> _任务要求_
[1] 在这篇关于《交响乐》的评论里,作者是在什么时候阅读这部小说的?
[2] 请从这篇关于《交响乐》的评论的最后一句之后接着往下写。

> _给定文本_
=-=-=-=-=

王筠《交响乐》:呼唤和平的英雄之歌
2020年国庆和中秋双节假期,我集中了能够集中的精力,比较认真地阅读了手上仅有的《交响乐》,很有感慨,主要集中在以下几个方面:
一是站在军人的立场上,营造浓厚的战争文化语境。
坦率地说,在我读过的诸多战争文学作品中,《交响乐》给我一个强烈的感受,就是战争文化的纯正意味,也就是说,这是在近几年出现的一部最像战争文学的战争文学作品。毋庸置疑,在动笔之前和之中,作者做了大量的功课,对于战争历史、地域、环境和双方战斗目标、战斗组织、战术特点以及武器装备、给养补充等等进行全方位的研读,得到深入的认知,因而能够建立一个可视、可闻、可触、可感的叙事平台,从而使故事有根、人物有事、事出有因,有清晰的现场感。一方面,小说是虚构的,应该尽量回避真实的人和事,防止以假乱真。另一方面,真实和真实性是两回事,非虚构文体追求的是真实,小说追求的是真实性。军事文学姓军,带有明显的行业文化特征,没有相当的军事知识、特别是常识作为支撑,真实性就是一句空话。
这里讲一个插曲,前几天,一个十五岁的小军迷读了《穿插》之后,通过出版社给我发来一个信息,“一九三四年的连发步枪是什么型号?”,老实说,在创作《穿插》的时候,我并没有深究这个问题,我给他一个答复:“虚构的。十九世纪八十年代世界上就出现了连发步枪,如美国的温彻斯特式,后来一些国家陆续出现,并零星传入中国。二十世纪三十年代,中国工农红军的武器五花八门,很难说具体的品牌。”不知道那个小军迷对我的回答是否满意,我估计,像他这样追根问底的读者,如果读到王筠的作品,可能会比较高兴。志愿军侦察营和美军空降团战斗群角逐三八线南北的五马峙和黑云吐岭,王筠不仅写到了志愿军的苏式波波沙转盘冲锋枪,也写了敌军的M—1伽兰德半自动步枪,而且写得都很细,从诞生到性能。当然,我这样说,并不是提倡作家把每场战斗每个人用什么枪、穿什么裤子都写得清清楚楚,那是不可能的,也是没有必要的。但是有些情况例外,如果作者熟知情况的话,顺手拈来,则可增加细节的真实性,也让故事更加生动传神。
二是站在文学的立场上,构建战争叙事新的美学范式。在阅读的过程中,我一直比较在意作品的结构。在我的阅读经验中,以具体的人物作为叙事的起点或者说线索,还是比较少见的。随着阅读的继续,我渐渐地发现了这种结构方式,是一种深思熟虑之后巧妙的选择。
那场战争,再具体地说,在那片空间、那个时间段里发生的战斗,涉及的人物、事件众多――上至双方的高层指挥机构和指挥官,下至普通一兵;既有宏观决策者,又有局部战斗者;既有瞬息万变的战场态势,又有突如其来的个人遭遇;既有刀光剑影的外部搏杀,又有暗流涌动的心灵冲撞……如此大起大落,大开大合,立体式的战争画卷,如果没有一个很好的结构,是很难驾驭的。或许正是这个原因,作者另辟蹊径,以人物为基点,提纲挈领,搭建了一个从容的叙事平台。

=-=-=-=-=

数据集中的条目:
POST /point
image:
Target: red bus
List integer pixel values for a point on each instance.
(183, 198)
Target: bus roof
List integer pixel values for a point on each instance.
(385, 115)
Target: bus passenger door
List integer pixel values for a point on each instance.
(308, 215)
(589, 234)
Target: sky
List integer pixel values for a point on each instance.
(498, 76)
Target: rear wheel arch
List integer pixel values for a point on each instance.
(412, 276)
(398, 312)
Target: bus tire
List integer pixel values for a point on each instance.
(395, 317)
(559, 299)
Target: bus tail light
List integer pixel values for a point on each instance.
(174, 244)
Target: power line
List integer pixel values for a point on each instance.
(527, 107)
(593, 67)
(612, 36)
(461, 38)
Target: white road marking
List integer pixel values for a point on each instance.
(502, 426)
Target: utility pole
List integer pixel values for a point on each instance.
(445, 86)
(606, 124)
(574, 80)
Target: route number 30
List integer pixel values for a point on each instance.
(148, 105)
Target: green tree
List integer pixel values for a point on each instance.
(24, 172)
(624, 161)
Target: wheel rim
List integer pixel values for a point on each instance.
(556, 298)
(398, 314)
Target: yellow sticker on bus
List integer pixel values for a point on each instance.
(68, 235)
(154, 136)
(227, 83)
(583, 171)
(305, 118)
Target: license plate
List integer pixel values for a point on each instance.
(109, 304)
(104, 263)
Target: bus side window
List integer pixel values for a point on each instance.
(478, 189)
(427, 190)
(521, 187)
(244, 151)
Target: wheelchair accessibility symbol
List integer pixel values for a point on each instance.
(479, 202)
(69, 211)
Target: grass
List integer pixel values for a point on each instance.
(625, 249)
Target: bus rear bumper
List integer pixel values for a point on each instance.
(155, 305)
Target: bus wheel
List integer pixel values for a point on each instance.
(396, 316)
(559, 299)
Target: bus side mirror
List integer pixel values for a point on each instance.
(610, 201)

=-=-=-=-=

> _题目解答_
[1] 2020年国庆和中秋双节假期。

[2]
首先,作者设计了一个相对集中的战斗空域,再设计了三支分队――李八里的侦察营(后来包括孟正平的穿插营部分兵力)、库克中校的空降团战斗群、志愿军的师医疗队――几支分队在同一时间段里穿插、迂回、进攻、退却、掩护,死缠烂打,反复撞击,构成了多声部组合。第二,因为空间和时间――第五次战役后期的三八线两侧――的限定,使得叙事主题相对集中,在犬牙交错、短兵相接的行动过程中,敌我双方不仅彼此熟悉,还有情感的交流,甚至还有一定程度的心灵默契,这种特殊的、微妙的人物关系设计,逼近了战争书写的较高境界。第三,以具体的人物作为线头,既可以大处着眼,又方便小处下手,空间调度游刃有余,时间节奏张弛有度。第四,以人为题,使个性化书写获取最大限度的自由,从双方高级将领,到芸芸众生,男女老幼,文人战士,前世今生,爱恨情仇,生离死别,无不淋漓尽致。在宏阔的战争背景下,个人情感命运就像一束束微弱而又顽强的音符,穿行于枪林弹雨交织的夜暗,成为整部交响乐中不可或缺的和声。
三是站在人类的立场上,用生命的交响呼唤和平。
七十多年前的那场战争,突如其来。在中国共产党的领导下,中国人民刚刚从反封建、反军阀、反法西斯的浴血奋战中取得胜利,建立了中华人民共和国。灾难深重的中国人民第一次看见了希望和光明,喇叭老刘和喇叭小刘眼看着就要过上好日子,李八里很快就要“老婆孩子热炕头了”,吴了了和黄毛正值豆蔻年华,马永礼一肚子学问即将找到用武之地……中华大地广袤原野等待我们去耕耘,鲜花盛开粮油飘香的生活正在前方等着我们,我们希望打仗吗?我们不希望。可是,战争还是降临了,那怎么办?用前人的话说,“没事不找事,有事不怕事”,尽管我们还很穷,尽管我们只能吃炒面、用“脚蹬式”老式步枪,但是有一种东西我们中国人不缺,那就是爱国主义和英雄主义精神。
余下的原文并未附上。